Transcribe the rows word for word, from the very first line through the line that holds "POLYGON ((112 63, 114", inclusive.
# START OF INPUT ROWS
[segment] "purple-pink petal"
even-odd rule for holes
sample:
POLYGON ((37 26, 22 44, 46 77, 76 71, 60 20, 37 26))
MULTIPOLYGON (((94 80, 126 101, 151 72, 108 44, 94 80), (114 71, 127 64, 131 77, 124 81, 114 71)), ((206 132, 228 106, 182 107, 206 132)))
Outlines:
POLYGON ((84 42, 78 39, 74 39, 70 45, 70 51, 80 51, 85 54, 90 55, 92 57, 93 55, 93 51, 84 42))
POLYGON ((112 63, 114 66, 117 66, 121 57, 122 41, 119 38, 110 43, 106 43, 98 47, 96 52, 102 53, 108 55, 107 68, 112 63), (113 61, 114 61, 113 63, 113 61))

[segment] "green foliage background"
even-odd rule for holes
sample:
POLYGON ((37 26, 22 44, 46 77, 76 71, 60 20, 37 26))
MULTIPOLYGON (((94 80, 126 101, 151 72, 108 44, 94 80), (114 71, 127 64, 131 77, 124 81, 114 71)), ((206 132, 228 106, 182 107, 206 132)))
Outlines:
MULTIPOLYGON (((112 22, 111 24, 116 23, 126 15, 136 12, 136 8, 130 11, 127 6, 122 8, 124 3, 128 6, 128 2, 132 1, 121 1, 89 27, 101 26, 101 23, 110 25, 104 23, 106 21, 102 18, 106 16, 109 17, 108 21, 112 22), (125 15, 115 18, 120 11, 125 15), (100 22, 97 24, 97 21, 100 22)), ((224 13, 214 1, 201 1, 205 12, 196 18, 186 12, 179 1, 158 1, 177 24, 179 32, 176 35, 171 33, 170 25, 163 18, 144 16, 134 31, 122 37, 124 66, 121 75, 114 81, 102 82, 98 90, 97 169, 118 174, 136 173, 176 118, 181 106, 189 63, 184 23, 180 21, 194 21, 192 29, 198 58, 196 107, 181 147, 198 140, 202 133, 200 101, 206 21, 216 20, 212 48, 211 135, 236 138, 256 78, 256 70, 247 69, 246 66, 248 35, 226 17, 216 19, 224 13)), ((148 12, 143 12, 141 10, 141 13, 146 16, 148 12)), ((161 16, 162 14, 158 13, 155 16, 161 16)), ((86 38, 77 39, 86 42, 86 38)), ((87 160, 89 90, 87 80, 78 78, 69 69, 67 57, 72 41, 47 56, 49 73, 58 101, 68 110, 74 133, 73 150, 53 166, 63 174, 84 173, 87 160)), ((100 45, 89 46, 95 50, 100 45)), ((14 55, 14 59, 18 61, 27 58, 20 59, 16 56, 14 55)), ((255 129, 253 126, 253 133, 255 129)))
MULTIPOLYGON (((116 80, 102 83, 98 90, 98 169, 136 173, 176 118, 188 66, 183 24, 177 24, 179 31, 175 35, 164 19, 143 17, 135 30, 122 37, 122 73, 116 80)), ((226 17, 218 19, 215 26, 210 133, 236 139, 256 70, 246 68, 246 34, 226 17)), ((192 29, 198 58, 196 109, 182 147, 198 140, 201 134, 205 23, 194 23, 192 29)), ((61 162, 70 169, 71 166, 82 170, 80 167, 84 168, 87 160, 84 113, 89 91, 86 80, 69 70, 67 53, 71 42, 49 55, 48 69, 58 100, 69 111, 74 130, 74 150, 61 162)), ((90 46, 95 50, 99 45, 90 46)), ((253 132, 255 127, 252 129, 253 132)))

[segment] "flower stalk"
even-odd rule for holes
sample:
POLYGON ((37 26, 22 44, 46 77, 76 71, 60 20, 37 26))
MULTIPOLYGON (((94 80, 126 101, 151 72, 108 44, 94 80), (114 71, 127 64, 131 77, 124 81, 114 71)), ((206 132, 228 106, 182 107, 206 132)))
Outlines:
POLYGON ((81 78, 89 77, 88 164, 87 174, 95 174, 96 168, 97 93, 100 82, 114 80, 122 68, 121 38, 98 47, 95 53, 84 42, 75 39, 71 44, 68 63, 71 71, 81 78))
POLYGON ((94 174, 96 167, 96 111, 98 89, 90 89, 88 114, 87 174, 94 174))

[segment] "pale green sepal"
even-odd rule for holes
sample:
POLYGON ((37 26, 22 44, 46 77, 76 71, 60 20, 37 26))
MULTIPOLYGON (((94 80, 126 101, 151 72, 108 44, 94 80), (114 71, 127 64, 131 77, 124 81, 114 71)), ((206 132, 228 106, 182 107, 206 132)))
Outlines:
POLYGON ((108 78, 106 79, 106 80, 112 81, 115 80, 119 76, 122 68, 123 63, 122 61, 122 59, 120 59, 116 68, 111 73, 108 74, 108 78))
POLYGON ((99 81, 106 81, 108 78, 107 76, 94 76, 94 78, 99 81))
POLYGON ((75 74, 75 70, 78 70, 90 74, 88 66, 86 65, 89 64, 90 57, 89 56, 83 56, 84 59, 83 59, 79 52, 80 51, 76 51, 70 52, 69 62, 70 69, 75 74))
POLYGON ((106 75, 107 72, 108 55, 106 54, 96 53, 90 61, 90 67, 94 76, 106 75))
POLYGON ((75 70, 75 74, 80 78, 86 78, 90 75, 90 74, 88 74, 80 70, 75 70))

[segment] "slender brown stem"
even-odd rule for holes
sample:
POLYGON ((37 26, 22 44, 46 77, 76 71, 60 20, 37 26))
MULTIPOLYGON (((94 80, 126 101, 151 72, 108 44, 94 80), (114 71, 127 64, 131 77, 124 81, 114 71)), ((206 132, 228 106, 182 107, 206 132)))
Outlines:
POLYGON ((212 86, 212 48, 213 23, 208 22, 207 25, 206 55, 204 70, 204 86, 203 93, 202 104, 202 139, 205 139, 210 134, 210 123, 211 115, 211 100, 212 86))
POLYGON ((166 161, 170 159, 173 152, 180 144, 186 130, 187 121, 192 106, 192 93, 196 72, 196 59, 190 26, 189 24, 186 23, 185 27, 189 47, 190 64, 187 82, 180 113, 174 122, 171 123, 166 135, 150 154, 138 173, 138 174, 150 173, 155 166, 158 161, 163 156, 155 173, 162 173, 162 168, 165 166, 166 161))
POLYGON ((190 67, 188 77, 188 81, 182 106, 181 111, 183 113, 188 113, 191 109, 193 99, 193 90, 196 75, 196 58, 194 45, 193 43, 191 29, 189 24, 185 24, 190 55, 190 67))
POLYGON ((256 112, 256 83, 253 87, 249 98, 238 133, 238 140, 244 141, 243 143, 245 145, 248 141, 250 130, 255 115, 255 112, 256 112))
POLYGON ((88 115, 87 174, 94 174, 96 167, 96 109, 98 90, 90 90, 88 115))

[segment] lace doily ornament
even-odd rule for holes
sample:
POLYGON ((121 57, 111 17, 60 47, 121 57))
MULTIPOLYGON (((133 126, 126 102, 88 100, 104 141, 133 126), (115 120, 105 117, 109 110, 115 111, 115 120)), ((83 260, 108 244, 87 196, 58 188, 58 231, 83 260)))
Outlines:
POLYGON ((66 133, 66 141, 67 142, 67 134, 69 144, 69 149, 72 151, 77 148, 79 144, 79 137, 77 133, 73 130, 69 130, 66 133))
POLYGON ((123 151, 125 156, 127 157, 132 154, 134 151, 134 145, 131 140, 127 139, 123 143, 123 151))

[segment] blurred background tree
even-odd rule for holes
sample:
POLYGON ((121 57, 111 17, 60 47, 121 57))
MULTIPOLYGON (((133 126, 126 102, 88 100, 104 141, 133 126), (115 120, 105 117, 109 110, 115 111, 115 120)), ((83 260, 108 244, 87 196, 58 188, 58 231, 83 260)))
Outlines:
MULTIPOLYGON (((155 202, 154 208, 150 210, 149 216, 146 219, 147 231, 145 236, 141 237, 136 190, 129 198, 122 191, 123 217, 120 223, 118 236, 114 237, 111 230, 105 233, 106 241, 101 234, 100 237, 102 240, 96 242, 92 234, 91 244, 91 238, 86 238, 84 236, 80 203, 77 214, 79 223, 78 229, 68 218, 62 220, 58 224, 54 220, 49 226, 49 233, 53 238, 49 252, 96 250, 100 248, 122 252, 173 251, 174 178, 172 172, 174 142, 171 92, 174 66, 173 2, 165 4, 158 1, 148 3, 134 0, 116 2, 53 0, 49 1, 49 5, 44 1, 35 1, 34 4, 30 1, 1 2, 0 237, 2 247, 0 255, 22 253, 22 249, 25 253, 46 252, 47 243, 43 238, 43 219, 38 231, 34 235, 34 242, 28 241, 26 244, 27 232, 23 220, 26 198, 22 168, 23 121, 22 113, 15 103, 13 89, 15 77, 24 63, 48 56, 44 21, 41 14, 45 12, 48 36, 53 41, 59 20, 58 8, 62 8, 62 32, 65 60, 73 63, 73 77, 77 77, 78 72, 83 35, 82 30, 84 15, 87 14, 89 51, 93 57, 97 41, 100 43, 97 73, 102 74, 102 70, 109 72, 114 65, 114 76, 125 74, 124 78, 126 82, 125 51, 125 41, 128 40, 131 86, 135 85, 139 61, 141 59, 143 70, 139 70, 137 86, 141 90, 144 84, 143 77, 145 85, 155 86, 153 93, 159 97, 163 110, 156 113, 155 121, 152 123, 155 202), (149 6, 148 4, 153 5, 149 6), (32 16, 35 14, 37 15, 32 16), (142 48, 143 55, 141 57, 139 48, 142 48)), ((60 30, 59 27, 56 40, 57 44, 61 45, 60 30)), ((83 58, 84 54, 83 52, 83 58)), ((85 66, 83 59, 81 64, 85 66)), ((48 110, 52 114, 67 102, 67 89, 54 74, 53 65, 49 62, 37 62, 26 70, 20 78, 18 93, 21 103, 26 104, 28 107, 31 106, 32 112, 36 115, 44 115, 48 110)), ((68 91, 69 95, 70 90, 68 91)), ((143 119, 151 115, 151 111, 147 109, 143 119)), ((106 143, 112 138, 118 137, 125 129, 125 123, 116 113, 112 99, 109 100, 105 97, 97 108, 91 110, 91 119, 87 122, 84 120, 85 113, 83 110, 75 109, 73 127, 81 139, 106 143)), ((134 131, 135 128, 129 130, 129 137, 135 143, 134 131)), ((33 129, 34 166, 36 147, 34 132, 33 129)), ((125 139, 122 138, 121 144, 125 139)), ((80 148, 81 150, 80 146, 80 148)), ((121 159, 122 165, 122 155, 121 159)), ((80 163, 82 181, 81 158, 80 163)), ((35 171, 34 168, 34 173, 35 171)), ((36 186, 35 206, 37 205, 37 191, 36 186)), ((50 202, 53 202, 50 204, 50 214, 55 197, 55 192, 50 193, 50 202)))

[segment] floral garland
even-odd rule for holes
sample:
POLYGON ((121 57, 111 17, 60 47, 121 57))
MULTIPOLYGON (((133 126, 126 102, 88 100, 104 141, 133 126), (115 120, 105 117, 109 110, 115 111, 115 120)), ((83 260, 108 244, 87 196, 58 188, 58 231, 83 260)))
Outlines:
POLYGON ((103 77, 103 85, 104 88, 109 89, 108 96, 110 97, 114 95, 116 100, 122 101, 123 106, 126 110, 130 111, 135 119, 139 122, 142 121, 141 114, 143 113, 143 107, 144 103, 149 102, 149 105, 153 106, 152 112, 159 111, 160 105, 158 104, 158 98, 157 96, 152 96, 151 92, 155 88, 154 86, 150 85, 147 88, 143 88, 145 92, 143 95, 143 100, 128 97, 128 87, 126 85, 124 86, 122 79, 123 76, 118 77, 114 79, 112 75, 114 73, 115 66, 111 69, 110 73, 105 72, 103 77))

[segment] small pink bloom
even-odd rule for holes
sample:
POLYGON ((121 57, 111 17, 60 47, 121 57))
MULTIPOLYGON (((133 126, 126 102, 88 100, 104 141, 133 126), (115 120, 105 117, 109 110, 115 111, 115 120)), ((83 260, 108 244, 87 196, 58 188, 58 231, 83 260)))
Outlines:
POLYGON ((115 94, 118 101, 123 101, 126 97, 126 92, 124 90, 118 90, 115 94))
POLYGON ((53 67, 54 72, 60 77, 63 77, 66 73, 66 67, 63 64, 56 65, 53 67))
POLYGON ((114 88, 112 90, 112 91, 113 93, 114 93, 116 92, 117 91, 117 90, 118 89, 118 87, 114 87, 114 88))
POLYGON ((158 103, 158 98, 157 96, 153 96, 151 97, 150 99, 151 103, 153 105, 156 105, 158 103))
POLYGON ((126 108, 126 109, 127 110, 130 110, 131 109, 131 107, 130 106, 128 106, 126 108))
# END OF INPUT ROWS
» FINISHED ANSWER
[segment] "purple-pink petal"
even-odd rule for holes
sample:
POLYGON ((37 26, 22 44, 46 77, 76 71, 60 20, 37 26))
MULTIPOLYGON (((94 80, 126 101, 151 72, 108 44, 94 80), (114 71, 127 64, 131 77, 124 81, 114 71)), ((206 132, 228 106, 182 107, 206 132)))
Outlines:
POLYGON ((84 42, 78 39, 74 39, 70 45, 70 51, 80 51, 85 54, 90 55, 92 57, 93 55, 93 51, 84 42))
POLYGON ((112 63, 114 66, 117 66, 121 57, 122 41, 119 38, 110 43, 106 43, 98 47, 96 52, 102 53, 108 55, 107 68, 112 63), (113 61, 114 61, 113 63, 113 61))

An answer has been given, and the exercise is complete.